=== Supplied records ===

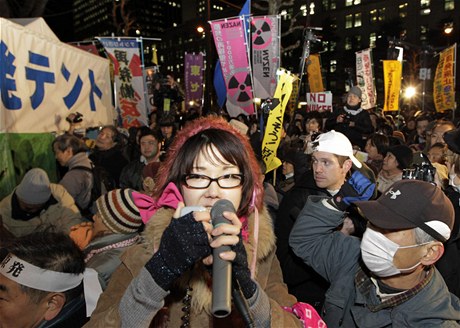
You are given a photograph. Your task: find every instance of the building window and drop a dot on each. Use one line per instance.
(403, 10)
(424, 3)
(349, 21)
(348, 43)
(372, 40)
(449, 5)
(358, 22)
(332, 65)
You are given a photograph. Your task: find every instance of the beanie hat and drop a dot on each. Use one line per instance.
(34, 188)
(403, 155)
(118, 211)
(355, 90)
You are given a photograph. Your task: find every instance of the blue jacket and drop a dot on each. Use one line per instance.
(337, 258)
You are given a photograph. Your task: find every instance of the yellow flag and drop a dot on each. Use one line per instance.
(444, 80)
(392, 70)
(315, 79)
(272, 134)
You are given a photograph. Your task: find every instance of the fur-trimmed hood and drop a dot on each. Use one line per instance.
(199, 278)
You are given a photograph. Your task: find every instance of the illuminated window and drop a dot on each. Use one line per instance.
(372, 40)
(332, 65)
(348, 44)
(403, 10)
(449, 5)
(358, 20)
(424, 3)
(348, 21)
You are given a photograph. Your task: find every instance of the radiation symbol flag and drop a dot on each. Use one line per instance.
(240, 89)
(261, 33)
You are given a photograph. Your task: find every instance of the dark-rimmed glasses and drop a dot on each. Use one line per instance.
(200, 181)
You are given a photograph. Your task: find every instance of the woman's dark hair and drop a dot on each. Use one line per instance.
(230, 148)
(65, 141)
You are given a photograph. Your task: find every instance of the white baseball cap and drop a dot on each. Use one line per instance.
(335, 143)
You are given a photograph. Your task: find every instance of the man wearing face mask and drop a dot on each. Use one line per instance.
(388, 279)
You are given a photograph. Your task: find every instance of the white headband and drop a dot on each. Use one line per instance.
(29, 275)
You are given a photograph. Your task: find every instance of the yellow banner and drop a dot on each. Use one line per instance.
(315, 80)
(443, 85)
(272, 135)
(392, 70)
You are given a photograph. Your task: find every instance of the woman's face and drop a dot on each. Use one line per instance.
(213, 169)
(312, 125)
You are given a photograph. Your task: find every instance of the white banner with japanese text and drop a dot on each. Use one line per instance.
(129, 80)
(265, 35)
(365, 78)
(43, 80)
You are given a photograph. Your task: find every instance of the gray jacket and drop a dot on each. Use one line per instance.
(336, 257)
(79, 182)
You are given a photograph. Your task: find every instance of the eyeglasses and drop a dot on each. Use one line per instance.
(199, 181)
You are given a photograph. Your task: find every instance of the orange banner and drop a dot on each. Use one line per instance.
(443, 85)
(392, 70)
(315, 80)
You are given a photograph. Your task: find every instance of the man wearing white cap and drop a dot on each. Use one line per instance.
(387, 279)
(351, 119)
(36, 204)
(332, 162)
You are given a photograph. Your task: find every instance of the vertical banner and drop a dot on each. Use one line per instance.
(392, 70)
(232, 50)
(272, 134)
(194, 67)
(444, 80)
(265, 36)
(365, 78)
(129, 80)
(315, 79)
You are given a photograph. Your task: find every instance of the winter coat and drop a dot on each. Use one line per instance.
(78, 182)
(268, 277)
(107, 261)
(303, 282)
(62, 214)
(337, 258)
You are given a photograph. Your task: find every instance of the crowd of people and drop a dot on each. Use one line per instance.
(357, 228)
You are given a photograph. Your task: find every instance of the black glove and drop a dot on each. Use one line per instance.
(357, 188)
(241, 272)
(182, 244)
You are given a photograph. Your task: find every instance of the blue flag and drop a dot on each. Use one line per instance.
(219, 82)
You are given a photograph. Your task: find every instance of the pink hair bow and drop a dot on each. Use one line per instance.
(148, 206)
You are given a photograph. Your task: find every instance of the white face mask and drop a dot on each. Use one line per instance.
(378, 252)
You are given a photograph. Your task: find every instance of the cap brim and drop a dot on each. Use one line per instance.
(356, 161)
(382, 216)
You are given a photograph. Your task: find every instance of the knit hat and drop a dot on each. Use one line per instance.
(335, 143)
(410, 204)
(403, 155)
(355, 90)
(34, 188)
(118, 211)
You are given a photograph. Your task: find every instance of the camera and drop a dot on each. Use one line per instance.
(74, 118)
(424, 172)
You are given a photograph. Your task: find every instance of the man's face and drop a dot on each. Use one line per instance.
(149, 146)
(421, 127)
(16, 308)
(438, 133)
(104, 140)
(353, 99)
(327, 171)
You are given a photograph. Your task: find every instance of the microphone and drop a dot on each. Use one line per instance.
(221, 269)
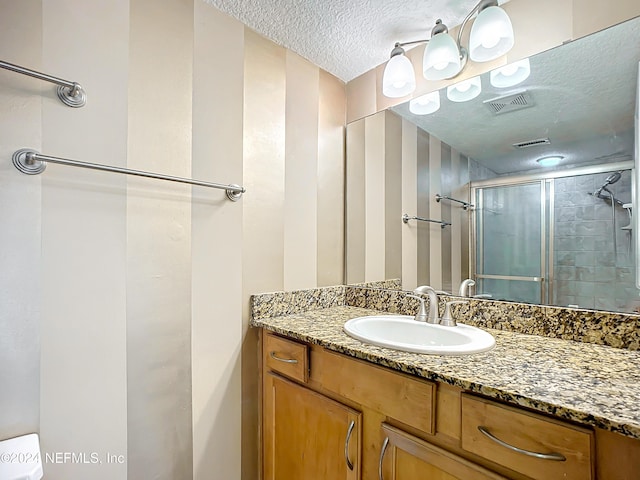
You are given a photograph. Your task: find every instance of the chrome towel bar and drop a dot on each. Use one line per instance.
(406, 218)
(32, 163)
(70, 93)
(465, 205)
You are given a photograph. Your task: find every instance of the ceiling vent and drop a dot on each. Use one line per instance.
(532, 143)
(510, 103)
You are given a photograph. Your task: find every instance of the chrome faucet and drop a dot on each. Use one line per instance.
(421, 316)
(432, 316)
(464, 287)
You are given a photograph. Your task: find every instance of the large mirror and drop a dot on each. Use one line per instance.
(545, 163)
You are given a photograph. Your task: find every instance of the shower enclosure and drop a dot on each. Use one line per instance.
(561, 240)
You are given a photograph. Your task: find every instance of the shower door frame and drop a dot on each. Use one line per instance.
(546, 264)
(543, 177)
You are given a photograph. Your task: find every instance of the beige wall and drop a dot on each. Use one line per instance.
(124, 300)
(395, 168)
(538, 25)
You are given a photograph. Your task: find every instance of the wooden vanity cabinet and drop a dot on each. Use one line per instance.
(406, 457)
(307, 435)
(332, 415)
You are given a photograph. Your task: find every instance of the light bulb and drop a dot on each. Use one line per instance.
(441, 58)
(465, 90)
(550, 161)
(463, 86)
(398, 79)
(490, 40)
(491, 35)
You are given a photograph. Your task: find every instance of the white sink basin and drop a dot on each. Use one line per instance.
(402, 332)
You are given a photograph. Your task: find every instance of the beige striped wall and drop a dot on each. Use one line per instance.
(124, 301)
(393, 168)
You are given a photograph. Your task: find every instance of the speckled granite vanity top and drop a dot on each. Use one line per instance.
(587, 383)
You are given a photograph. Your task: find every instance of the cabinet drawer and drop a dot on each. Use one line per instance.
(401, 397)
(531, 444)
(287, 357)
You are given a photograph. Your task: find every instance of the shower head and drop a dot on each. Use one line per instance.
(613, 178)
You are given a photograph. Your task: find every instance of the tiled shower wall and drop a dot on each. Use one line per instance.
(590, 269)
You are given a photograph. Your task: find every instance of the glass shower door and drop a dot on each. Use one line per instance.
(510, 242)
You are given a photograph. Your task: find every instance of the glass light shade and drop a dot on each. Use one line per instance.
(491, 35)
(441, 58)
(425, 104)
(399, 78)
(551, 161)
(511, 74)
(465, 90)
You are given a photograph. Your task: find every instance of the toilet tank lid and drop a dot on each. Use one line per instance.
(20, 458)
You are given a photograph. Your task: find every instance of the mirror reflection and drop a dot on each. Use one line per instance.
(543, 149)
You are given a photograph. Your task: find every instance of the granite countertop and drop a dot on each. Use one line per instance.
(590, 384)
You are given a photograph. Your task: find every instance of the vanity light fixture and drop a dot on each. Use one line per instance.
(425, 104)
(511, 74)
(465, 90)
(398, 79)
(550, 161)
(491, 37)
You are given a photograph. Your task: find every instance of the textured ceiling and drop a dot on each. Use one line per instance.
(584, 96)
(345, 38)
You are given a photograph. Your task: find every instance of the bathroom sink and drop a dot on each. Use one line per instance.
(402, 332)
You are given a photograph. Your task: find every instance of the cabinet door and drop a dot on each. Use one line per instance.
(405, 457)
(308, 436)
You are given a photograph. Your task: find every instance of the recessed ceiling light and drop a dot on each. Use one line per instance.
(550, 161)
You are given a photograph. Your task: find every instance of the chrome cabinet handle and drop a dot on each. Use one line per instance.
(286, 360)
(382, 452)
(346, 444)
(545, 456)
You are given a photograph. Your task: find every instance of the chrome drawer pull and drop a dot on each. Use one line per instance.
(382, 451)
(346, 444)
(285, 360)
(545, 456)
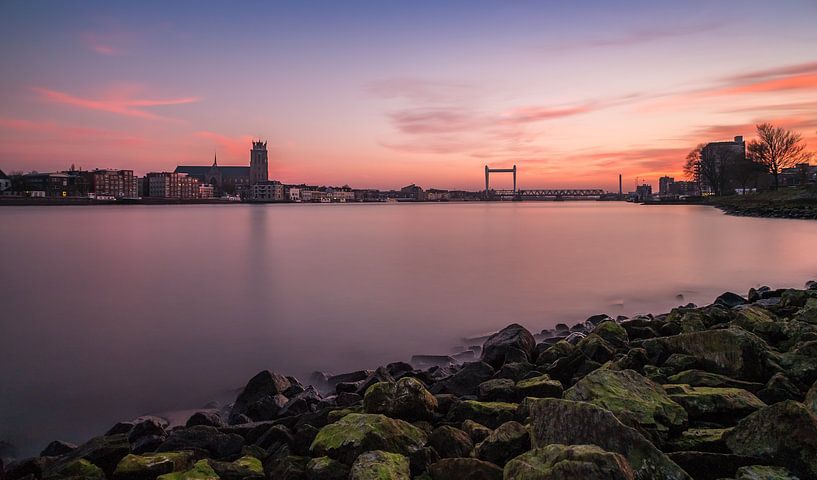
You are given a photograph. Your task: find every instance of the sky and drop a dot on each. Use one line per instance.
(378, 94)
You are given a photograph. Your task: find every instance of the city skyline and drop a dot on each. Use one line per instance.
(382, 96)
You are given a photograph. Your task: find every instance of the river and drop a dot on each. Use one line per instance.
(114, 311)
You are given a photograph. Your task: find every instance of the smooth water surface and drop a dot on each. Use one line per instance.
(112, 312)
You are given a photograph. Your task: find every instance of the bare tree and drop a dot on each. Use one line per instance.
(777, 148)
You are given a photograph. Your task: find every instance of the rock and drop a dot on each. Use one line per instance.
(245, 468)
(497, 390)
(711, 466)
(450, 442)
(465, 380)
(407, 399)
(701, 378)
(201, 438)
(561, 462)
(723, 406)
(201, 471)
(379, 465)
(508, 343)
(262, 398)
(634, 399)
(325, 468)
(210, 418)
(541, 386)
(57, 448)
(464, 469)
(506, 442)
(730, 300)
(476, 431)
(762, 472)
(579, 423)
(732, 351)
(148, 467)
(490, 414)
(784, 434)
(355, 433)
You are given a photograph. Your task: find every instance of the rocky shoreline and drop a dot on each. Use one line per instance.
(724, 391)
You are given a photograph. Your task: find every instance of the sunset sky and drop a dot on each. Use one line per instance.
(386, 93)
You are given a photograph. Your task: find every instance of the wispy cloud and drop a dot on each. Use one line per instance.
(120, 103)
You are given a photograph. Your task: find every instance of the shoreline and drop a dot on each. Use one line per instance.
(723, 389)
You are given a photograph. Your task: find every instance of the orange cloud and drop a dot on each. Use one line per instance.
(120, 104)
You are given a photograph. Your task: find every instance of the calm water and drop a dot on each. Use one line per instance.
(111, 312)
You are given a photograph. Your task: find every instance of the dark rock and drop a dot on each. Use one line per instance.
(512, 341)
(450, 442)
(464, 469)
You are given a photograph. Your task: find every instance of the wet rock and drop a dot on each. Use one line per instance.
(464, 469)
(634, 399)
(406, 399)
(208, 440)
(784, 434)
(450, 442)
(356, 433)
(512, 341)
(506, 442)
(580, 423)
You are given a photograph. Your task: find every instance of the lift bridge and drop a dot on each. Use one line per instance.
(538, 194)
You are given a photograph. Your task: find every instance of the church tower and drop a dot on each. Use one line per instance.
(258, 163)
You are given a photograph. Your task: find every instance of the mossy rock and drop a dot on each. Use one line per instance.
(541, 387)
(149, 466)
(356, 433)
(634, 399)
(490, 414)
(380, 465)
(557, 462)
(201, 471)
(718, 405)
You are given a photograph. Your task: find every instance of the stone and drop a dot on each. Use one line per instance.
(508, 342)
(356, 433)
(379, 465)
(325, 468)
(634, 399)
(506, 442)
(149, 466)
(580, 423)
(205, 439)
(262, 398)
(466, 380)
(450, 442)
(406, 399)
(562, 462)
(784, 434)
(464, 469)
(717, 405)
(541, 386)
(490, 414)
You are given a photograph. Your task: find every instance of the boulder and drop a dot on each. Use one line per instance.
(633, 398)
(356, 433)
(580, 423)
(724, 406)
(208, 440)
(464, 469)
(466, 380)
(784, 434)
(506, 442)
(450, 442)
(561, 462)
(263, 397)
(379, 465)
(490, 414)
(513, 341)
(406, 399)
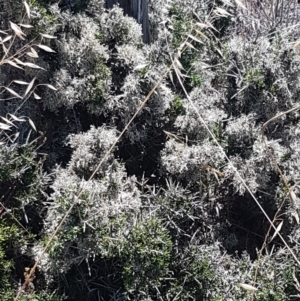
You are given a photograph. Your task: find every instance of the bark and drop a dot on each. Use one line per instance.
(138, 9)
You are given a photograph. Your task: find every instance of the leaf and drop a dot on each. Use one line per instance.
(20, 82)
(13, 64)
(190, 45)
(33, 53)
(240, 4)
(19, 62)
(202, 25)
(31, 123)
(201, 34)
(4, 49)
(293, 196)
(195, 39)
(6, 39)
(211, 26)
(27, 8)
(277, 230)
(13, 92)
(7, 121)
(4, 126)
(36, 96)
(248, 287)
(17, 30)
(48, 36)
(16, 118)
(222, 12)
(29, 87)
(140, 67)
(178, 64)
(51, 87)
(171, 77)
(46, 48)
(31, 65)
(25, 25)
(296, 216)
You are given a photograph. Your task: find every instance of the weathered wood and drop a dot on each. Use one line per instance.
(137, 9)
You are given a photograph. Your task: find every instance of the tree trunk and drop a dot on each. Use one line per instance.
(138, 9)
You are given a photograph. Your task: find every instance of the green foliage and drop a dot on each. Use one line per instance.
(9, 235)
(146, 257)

===

> _Exercise requirements_: Reproduce the lines of the listing exactly, starting at the one that contains "of the boulder" and continuing through the final line, but leave out the pictures.

> _Correct response_:
You are given a photograph. Your task: find every instance of the boulder and drop a dot on each. Use one line per instance.
(633, 398)
(356, 433)
(580, 423)
(724, 406)
(208, 440)
(464, 469)
(466, 380)
(784, 434)
(506, 442)
(450, 442)
(561, 462)
(263, 397)
(379, 465)
(490, 414)
(513, 341)
(406, 399)
You are given a photograph. Your task: find every instance of the bark and drop a dot on each. Use one line per instance.
(138, 9)
You are given a photograph. Your task: find every instance of the leaf and drop a dot on each. Use one line per instance.
(20, 82)
(13, 64)
(190, 45)
(33, 53)
(240, 4)
(19, 62)
(202, 25)
(31, 123)
(201, 34)
(4, 49)
(293, 196)
(195, 39)
(6, 39)
(211, 26)
(27, 8)
(277, 230)
(13, 92)
(7, 121)
(4, 126)
(36, 96)
(248, 287)
(17, 30)
(48, 36)
(16, 118)
(222, 12)
(29, 87)
(140, 67)
(178, 64)
(51, 87)
(171, 77)
(46, 48)
(31, 65)
(25, 25)
(296, 216)
You are given a photograph. Your task: find every instance of the weathered wood and drop a dot on each. Use one line per instance.
(137, 9)
You are given a photograph. Your task: find every instance of the tree trunk and drop a dot on each. Use one line per instance.
(138, 9)
You are given a photograph. Your task: find every instance of the green foliage and drop a dot on each. Use one line per instance.
(9, 235)
(146, 257)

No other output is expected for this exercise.